** start **

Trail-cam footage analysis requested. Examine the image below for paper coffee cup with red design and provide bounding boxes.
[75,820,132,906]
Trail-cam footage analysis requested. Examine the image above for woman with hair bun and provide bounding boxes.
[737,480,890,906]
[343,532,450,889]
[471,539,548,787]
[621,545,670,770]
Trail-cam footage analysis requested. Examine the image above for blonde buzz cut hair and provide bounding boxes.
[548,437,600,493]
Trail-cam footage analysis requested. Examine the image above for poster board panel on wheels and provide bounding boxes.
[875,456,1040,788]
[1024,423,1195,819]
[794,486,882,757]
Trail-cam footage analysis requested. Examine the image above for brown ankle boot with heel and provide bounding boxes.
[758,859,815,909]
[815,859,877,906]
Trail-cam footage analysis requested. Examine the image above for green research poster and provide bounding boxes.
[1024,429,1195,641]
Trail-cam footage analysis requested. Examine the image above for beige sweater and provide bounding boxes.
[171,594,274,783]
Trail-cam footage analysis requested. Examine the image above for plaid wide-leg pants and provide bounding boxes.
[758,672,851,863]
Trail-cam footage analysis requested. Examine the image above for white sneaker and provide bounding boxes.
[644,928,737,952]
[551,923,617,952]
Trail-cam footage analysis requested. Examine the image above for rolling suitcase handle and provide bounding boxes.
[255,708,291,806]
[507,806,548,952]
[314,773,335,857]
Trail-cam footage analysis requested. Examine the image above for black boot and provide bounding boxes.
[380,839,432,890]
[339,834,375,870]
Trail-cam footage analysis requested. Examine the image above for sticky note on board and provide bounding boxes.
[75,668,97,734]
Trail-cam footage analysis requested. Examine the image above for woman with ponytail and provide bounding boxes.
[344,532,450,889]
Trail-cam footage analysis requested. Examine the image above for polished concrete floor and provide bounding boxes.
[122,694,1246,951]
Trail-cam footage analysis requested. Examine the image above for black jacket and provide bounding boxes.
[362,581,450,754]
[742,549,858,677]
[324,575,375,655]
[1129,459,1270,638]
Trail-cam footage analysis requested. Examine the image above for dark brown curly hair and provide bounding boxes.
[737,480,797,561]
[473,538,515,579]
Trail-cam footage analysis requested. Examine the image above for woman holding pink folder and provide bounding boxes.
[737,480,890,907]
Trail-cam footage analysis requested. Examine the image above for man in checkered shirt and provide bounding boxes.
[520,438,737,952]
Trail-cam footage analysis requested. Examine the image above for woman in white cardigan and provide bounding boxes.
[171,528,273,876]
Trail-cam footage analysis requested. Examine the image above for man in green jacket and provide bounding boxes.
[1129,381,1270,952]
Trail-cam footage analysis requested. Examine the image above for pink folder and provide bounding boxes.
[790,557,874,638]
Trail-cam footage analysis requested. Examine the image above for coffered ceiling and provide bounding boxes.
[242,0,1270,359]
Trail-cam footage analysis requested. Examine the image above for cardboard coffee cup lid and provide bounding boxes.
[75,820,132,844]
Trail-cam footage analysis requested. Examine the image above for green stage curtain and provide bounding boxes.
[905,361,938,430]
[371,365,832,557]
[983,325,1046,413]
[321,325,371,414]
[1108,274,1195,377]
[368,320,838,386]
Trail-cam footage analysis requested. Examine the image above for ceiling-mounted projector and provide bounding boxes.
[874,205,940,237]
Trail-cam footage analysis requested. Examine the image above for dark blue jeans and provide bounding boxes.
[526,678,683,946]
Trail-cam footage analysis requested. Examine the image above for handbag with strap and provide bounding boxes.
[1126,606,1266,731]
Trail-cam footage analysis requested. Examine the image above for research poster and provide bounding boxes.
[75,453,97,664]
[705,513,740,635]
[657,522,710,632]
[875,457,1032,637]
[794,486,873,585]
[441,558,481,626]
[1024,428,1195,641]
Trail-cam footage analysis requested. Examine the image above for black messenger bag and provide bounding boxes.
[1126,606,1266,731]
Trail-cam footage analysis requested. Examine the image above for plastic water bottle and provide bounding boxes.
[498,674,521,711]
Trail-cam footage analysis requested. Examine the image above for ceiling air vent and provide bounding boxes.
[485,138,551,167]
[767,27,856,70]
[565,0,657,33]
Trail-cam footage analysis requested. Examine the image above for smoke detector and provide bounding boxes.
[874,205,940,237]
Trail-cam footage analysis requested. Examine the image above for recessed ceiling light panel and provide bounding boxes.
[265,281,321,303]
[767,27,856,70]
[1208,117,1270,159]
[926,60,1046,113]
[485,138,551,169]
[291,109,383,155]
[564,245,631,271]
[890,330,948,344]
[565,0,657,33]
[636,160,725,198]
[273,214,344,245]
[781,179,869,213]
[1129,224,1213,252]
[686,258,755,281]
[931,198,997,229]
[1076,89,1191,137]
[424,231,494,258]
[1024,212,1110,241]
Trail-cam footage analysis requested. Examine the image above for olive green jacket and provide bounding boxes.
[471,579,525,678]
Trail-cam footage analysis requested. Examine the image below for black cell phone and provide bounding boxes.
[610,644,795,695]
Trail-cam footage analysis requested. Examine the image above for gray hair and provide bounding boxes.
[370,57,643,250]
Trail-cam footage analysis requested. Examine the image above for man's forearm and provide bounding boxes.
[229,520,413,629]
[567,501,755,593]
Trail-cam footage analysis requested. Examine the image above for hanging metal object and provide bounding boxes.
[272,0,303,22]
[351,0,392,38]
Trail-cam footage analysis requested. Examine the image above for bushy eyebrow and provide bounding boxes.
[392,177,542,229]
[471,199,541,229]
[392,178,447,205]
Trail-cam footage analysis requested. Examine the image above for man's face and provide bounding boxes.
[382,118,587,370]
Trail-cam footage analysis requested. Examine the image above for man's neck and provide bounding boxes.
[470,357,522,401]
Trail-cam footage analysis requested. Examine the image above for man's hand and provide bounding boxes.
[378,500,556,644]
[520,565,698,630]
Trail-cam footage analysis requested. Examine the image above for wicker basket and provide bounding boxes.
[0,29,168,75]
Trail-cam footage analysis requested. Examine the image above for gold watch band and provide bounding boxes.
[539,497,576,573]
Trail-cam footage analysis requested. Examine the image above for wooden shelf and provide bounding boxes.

** end **

• [Directive]:
Rewrite everything from the first of the lines above down to the line containing "[621,545,670,770]", replacing "Trail-cam" with "Security-cam" and leaving all else unchanged.

• [Task solution]:
Security-cam footage analysis requested. Examine the image below for paper coffee cup with red design and provide bounding boxes.
[75,820,132,906]
Security-cam footage analysis requested. Examine the image above for woman with hair bun and provide bounding boxes.
[737,480,890,906]
[343,532,450,889]
[471,539,548,787]
[621,545,670,770]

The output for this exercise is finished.